=== Supplied text ===
--*--
A study published in the “Journal of Nutrition Education and Behavior” funded by the FMI Foundation shows that more frequent family meals are associated with better dietary and family functioning outcomes. The results build on years of previous research studies to punctuate the creation of the Family Meals Movement, which encourages Americans to pledge to share one more family breakfast, lunch or dinner at home per week.

Consider these notable findings from the study:

• Family meals improve fruit and vegetable consumption. Studies show a positive relationship between family meal frequency and fruit and vegetable intake when examined separately, but also when fruit and vegetable intake are combined.

• Family meals improve family dynamics. Nearly all the studies included in the systematic review and meta-analysis demonstrated a positive relationship between family meal frequency and measures of family functioning. Family functioning is defined as family connectedness, communication, expressiveness and problem-solving.

“There are thousands of individual studies that examine the impact of family meals on nutrition and family behavior, but this meta-analysis looks at the relationship between family meal frequency and family functioning outcomes,” said David Fikes, executive director of the FMI Foundation. “We can confirm that family meals are a valuable contributor of improved nutrition and family dynamics.”

Find tips, recipes and ways to increase your family meal frequency at familymealsmovement.org.

GERMAN FRUIT TART

1 cup all-purpose flour

1/4 cup whole-wheat pastry flour

1/2 cup sugar

1 egg

1 tablespoon half-and-half or cream

1/8 teaspoon almond extract or 1/4 teaspoon vanilla extract

6 tablespoons unsalted butter, thinly sliced

Cornstarch

Sliced strawberries, kiwi and banana

Fresh blueberries

2 teaspoons turbinado or powdered sugar (optional)
--*--
=== Records shown ===
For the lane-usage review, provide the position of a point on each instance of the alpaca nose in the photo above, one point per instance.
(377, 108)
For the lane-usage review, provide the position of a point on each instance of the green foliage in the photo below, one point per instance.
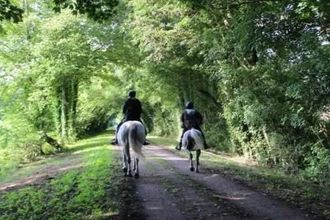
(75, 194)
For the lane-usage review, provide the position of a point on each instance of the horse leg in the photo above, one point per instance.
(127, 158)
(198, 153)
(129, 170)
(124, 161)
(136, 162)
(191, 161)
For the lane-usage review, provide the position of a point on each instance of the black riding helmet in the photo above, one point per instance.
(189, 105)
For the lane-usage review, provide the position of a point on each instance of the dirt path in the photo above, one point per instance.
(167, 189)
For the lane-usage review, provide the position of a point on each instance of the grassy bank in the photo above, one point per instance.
--*--
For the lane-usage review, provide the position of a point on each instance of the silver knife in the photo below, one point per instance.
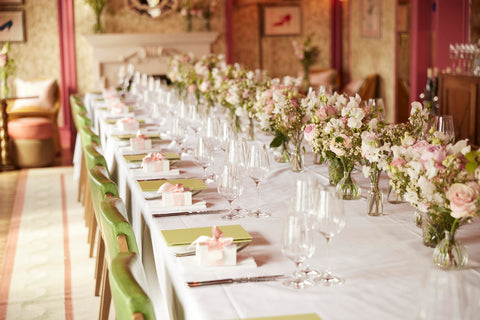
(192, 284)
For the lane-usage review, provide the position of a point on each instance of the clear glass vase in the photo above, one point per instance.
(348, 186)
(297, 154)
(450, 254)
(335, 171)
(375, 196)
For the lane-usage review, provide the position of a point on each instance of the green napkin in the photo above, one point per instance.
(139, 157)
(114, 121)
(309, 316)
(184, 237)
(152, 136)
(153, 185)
--*--
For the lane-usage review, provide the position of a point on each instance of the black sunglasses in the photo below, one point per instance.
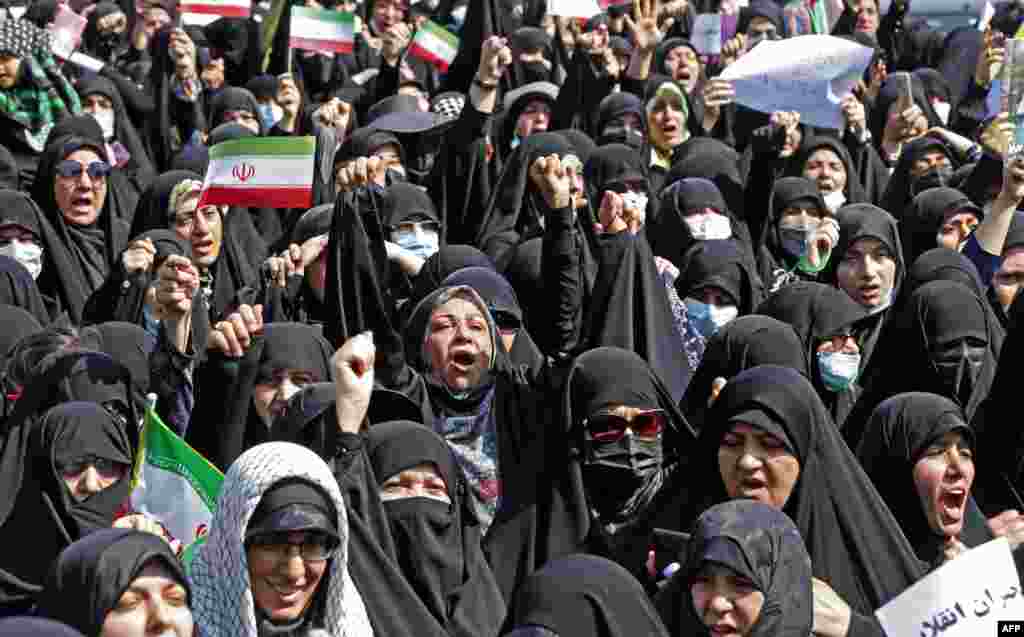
--*--
=== Written exercise 1 ===
Please shorten the paragraph of the family meals text that begins "A study published in the" while keeping its main facts.
=== Written exercise 2 ===
Carry on the family meals text above, starting after its final line.

=== Exercise answer 1 ===
An FMI Foundation-funded study in the "Journal of Nutrition Education and Behavior" links more frequent family meals to better dietary and family functioning outcomes. Building on years of earlier research, it marks the creation of the Family Meals Movement, which urges Americans to pledge one more family breakfast, lunch or dinner at home each week.

=== Exercise answer 2 ===
To make crust, beat together flours, sugar, egg, half-and-half and almond extract. Add butter slices and mix together until sticky ball of dough forms. Refrigerate 30 to 60 minutes.

On heavily floured surface, knead dough a few times and roll out to fit greased 10-inch tart pan. Carefully spread dough into tart pan and bake at 350 degrees for 15 to 20 minutes, or until tart starts to turn golden brown. Remove from oven and cool.

Dust crust with cornstarch to help fruit stick to crust. Arrange strawberries, kiwi, banana and blueberries on top of crust; sprinkle with sugar, if desired.

HAWAIIAN CHICKEN PIZZA

1 1/2 cups shredded rotisserie chicken

3/4 cup barbecue sauce

1 ready-made pizza crust or whole wheat pizza crust

1 cup tomato sauce

2 cups shredded Mozzarella cheese

1 cup finely chopped fresh pineapple or canned pineapple tidbits

In medium bowl, combine rotisserie chicken and barbecue sauce.

Place pizza crust on a pizza pan sprayed with cooking spray and evenly spread tomato sauce over crust. Sprinkle evenly with cheese. Top evenly with rotisserie chicken mixture and pineapple.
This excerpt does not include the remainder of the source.